- **Soal Latihan 1**
Pilih setiap baris catatan yang memuat kata "sitting". Perhatikan bahwa huruf besar dan kecil dibedakan.

- **Teks Kutipan**
= = =

Prof. Agussabti optimistis, jika gerakan pengembangan koro pedang dilakukan secara massif, Aceh tidak hanya akan mandiri dalam pasokan bahan baku tahu-tempe, tetapi juga berpeluang menjadi pemasok ke provinsi lain. 

“Kita harus mulai melihat potensi pertanian bukan sekadar untuk memenuhi kebutuhan lokal, tapi juga untuk memperkuat ekonomi daerah melalui ekspor antardaerah,” tegasnya.

Ia pun mengajak semua pihak mulai dari pemerintah daerah, akademisi, pelaku usaha, hingga petani untuk bersama-sama membangun rantai pasok kacang koro pedang di Aceh. 

“Dengan dukungan teknologi, riset, dan akses pasar, koro pedang bisa menjadi salah satu komoditas strategis Aceh ke depan,” ujarnya. 

Sementara itu, Direktur Eksekutif Rumoh Pangan Aceh, Rivan Rinaldi, menambahkan bahwa budidaya koro pedang yang mereka jalankan bertujuan untuk membangun kemandirian pangan berbasis bahan baku lokal.

= = =

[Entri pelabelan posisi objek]
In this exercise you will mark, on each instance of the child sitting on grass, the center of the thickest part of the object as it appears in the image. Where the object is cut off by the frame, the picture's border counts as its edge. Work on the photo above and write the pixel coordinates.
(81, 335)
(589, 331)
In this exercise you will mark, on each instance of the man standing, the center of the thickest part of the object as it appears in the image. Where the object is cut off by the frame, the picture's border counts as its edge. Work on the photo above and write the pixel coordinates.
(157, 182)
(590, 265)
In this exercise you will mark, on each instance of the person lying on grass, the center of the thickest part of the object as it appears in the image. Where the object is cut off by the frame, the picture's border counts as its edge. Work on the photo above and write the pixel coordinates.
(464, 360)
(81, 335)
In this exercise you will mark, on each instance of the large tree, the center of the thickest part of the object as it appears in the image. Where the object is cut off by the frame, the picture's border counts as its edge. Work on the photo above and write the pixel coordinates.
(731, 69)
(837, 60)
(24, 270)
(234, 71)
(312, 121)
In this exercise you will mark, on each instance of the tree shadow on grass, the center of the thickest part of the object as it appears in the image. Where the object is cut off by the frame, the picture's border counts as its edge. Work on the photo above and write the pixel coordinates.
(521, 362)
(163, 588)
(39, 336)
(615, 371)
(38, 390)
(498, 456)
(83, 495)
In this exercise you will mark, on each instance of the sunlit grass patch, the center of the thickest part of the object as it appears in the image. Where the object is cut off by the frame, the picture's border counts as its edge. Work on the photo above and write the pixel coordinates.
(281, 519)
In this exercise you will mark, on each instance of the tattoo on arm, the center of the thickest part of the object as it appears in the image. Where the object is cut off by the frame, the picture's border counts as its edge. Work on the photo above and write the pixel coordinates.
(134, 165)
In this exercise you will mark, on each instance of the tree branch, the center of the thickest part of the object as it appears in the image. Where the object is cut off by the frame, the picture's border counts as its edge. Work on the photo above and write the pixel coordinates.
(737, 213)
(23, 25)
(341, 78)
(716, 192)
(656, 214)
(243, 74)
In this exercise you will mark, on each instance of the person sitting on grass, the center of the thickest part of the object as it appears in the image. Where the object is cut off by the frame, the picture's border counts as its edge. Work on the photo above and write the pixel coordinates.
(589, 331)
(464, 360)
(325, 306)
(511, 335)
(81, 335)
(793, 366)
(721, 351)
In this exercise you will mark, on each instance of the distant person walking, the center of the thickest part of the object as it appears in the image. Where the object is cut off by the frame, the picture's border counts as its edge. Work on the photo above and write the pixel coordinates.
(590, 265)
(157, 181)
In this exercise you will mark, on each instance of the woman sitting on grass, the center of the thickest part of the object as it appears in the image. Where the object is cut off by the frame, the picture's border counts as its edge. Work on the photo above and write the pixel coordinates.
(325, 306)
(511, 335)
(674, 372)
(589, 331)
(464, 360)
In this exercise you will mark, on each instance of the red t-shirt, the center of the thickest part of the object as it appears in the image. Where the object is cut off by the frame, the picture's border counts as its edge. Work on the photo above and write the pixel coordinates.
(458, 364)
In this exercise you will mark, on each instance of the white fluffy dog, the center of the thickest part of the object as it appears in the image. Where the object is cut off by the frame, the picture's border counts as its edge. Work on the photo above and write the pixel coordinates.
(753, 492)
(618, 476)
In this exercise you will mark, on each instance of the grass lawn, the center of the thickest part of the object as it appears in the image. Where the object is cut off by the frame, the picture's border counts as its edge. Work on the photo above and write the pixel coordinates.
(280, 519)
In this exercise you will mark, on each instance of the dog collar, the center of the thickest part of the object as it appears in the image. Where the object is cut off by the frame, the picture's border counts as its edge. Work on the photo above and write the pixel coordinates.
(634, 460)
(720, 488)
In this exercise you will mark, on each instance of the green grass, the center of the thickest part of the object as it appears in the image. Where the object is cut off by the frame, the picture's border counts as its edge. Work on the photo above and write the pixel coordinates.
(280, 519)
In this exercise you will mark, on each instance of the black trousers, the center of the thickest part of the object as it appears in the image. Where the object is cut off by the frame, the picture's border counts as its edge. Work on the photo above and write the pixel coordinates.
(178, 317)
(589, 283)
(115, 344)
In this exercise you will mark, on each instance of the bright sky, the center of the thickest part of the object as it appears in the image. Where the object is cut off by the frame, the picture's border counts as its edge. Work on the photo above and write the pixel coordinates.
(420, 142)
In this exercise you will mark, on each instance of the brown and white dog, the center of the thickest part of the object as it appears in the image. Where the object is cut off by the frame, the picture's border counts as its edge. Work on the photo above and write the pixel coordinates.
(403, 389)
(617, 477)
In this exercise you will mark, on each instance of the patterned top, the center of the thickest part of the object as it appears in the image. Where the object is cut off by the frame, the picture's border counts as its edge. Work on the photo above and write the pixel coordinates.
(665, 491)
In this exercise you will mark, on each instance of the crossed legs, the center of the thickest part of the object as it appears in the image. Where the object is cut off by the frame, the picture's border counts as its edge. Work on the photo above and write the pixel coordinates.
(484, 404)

= = =

- **Soal Latihan 2**
Sebutkan semua pihak yang diajak membangun rantai pasok kacang koro pedang di Aceh menurut teks tentang koro pedang di atas.

- **Jawaban Latihan 1**
In this exercise you will mark, on each instance of the child sitting on grass, the center of the thickest part of the object as it appears in the image. Where the object is cut off by the frame, the picture's border counts as its edge. Work on the photo above and write the pixel coordinates.
In this exercise you will mark, on each instance of the person sitting on grass, the center of the thickest part of the object as it appears in the image. Where the object is cut off by the frame, the picture's border counts as its edge. Work on the photo above and write the pixel coordinates.
In this exercise you will mark, on each instance of the woman sitting on grass, the center of the thickest part of the object as it appears in the image. Where the object is cut off by the frame, the picture's border counts as its edge. Work on the photo above and write the pixel coordinates.

- **Jawaban Latihan 2**
Pemerintah daerah, akademisi, pelaku usaha, dan petani.